* **EXERCISE AIM**
Summarize the blog post on ending a first treatment with Ht 7 in two sentences.

* **EXERCISE TEXT**
The practitioner, Ruth Wallis, with whom I shared a happy day last week (see my blog of 5 Feb), has emailed me with a slight correction to what I wrote. Apparently students were told to end the first treatment with Ht 7 rather than a source point of the element they have chosen only if they could not decide which element to choose. As she puts it, “If I am happy with the CF then I do not use Ht 7”, adding that “you have at the back of your mind it’s all too easy to think 'O its ok not to assign a CF straight away because you can always use Ht 7 after AE'.”
And therein lies the problem, and what I consider to be the mistake. This is my reply to her: “But who is “happy with the CF” at the first treatment? That’s really the problem. People are so worried about getting the “right CF” straightaway that they don’t give themselves time to address the elements and instead reach for Ht 7. You are right when you say about it being easy to grab at Ht 7 instead of looking for the element. I’m going to write a follow-up email based on what you wrote. Thanks for stimulating me!”
Each treatment is there to ask a question of the elements and we must get used to gauging their responses so that they eventually guide us to the right element. Note the word “eventually”. We should not try to model ourselves on the example of JR Worsley, who some of us will remember saying with conviction after only a few minutes with the patient that “he/she is Wood”. He would say that we would all be as proficient as he was at diagnosing the elements if we had done the same 40 or more years he had. But few of any us have this amount of experience. I have completed some 30 years as a five element acupuncturist, and still acknowledge that I need quite a few treatments before I am ready to convince myself that I am treating the right element.
Because element-diagnosis is such a rarefied skill, we should waste no time in the practice room. And by not addressing a particular element by reaching instead for Ht 7 we are doing that. The Ht 7 treatment will tell us precisely nothing about the patient’s element (unless by chance they happen to be Inner Fire), and it will only defer to the next treatment what some seem to regard as the dreaded moment when they have to make up their minds and plump for one element. It is far better gradually to train ourselves not to be fearful of “not being sure” of the element, and instead accept, as I do, that the initial absolutely necessary period of uncertainty, often extending to several weeks of treatment if not more, is a natural part of the process and not to be feared. We should not be surprised at the difficulty of pinpointing the unique complexities of each human shaped by one particular element.

* **RECORDS PROVIDED**
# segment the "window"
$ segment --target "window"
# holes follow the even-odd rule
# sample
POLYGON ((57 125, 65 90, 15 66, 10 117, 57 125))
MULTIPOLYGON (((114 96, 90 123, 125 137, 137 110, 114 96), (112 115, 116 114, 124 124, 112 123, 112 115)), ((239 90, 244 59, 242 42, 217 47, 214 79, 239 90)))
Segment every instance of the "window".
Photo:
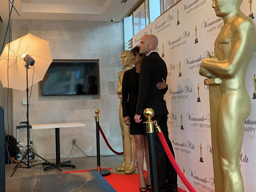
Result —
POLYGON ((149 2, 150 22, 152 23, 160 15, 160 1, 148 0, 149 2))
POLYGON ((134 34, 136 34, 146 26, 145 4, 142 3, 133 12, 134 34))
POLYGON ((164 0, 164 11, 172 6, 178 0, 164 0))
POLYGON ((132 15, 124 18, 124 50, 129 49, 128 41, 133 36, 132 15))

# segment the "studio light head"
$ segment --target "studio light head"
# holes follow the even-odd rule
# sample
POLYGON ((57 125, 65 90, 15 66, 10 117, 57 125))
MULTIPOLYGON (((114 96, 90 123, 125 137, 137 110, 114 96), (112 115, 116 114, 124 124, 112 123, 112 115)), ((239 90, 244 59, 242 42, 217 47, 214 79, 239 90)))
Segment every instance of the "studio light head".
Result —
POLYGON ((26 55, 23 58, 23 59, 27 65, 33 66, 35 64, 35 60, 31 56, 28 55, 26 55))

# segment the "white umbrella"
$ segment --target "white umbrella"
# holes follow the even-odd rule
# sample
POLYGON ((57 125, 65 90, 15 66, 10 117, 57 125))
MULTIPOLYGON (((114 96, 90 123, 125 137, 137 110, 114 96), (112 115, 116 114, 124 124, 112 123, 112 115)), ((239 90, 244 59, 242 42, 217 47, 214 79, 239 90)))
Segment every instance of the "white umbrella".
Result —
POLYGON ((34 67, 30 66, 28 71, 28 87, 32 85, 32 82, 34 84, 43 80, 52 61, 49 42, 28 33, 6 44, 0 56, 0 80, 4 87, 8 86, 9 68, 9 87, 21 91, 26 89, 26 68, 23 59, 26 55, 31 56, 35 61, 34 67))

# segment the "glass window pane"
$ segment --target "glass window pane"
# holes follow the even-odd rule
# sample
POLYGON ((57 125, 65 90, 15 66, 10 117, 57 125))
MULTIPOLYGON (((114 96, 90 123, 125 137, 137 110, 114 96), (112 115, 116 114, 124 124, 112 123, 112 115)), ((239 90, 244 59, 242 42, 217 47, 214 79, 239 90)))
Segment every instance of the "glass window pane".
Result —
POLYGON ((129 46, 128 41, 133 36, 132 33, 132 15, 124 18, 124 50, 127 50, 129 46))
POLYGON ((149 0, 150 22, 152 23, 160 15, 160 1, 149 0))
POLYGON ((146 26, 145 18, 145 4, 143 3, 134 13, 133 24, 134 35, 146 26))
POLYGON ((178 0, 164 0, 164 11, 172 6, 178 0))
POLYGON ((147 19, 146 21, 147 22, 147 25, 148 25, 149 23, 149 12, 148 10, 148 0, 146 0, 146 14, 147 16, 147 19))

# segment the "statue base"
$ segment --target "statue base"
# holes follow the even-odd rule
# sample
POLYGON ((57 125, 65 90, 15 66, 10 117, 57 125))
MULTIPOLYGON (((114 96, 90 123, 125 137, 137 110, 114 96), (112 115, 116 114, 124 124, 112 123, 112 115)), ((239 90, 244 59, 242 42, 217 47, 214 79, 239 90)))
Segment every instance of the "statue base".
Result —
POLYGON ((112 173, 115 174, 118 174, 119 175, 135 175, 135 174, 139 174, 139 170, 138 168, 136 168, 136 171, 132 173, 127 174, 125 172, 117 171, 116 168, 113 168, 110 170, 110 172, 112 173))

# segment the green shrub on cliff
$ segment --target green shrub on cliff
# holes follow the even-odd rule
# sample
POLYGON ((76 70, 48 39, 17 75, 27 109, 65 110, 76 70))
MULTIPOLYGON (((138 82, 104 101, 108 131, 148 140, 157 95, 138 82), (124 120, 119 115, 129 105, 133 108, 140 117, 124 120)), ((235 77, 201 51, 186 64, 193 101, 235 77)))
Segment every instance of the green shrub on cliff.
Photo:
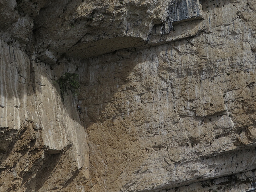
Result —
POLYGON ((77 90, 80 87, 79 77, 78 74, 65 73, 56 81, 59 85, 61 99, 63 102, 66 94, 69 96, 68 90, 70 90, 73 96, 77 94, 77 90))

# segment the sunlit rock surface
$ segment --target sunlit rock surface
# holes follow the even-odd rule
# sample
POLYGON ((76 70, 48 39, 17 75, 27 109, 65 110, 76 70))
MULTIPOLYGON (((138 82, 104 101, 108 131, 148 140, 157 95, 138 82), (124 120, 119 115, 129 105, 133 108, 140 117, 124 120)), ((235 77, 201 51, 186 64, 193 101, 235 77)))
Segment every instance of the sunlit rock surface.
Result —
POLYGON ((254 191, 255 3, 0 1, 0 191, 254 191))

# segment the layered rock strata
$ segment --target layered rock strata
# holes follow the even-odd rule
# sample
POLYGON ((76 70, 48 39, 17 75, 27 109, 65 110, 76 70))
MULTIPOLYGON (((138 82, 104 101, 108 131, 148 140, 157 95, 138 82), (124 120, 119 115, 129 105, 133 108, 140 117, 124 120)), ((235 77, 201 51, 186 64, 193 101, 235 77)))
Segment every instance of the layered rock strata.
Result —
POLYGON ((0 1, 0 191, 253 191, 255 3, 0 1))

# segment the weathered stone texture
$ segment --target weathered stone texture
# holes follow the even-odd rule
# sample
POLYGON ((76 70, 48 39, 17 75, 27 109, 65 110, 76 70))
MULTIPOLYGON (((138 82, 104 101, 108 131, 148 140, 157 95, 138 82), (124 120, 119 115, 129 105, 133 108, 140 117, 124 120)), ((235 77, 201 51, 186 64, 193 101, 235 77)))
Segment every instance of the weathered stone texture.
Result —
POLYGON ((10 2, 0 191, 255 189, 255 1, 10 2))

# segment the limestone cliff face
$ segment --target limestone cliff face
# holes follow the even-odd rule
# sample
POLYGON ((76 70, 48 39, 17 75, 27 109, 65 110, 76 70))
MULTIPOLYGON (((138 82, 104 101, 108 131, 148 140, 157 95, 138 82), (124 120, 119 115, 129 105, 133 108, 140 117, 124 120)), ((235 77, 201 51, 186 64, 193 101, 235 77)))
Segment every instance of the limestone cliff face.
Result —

* * *

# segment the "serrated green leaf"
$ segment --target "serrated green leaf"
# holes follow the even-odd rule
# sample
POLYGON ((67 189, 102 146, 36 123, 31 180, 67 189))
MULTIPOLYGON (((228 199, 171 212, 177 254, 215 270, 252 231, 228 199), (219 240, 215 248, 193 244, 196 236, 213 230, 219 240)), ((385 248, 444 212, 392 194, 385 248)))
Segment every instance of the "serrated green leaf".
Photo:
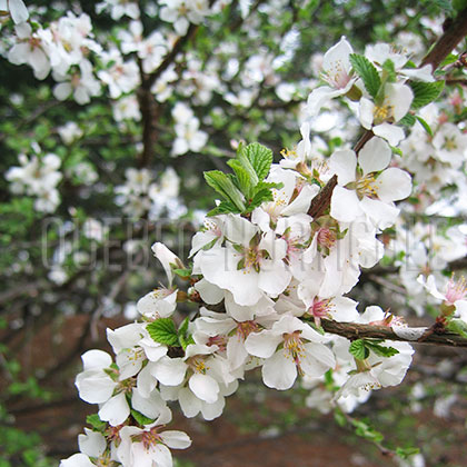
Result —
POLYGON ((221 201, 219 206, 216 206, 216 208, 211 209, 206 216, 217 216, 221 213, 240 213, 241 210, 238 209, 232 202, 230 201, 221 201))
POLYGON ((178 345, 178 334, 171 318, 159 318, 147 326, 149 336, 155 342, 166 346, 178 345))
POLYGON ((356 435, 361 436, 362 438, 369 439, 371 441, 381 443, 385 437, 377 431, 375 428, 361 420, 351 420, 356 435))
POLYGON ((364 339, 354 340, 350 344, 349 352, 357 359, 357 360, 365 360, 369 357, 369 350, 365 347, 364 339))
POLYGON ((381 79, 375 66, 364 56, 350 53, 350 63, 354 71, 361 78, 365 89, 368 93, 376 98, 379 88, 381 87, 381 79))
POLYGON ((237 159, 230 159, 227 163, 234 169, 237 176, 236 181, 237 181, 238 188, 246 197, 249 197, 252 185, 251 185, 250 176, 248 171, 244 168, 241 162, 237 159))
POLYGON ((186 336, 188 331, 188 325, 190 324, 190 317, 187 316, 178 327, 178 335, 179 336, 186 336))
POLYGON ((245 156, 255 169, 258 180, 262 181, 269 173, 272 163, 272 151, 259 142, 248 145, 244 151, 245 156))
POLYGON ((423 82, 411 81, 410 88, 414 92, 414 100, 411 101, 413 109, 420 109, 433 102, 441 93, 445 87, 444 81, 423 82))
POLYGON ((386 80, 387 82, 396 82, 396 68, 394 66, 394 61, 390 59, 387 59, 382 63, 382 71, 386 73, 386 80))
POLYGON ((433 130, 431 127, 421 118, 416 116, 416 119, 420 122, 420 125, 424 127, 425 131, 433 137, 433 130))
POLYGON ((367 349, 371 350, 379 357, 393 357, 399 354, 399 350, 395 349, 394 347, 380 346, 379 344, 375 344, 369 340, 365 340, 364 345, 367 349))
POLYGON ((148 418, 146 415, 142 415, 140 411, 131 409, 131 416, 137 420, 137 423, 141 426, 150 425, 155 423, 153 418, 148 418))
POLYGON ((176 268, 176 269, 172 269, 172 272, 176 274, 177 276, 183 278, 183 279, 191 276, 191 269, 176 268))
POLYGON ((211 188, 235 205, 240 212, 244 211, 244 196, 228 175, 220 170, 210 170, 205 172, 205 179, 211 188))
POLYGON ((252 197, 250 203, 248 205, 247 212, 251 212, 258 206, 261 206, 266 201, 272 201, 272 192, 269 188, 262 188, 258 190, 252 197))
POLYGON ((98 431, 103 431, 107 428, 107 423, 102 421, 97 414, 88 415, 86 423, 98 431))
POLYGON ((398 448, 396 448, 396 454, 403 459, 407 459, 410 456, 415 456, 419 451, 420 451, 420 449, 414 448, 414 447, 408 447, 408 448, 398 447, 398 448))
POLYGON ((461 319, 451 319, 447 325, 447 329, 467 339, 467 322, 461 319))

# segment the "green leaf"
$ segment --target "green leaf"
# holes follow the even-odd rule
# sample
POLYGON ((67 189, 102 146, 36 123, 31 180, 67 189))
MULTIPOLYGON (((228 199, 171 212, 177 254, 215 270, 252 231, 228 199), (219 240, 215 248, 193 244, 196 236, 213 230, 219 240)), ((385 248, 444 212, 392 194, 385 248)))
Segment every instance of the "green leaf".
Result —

* **OUTPUT FOR THIS EXERCISE**
After Ruth Wallis clarified that students were told to end the first treatment with Ht 7 only if they could not decide which element to choose, the writer argues that reaching for Ht 7 is a mistake: it tells the practitioner nothing about the patient's element (unless the patient happens to be Inner Fire) and only defers the choice to the next treatment. Each treatment should instead ask a question of the elements and gauge their responses, and practitioners should accept that an initial period of uncertainty, often lasting several weeks of treatment, is a natural part of the process and not to be feared.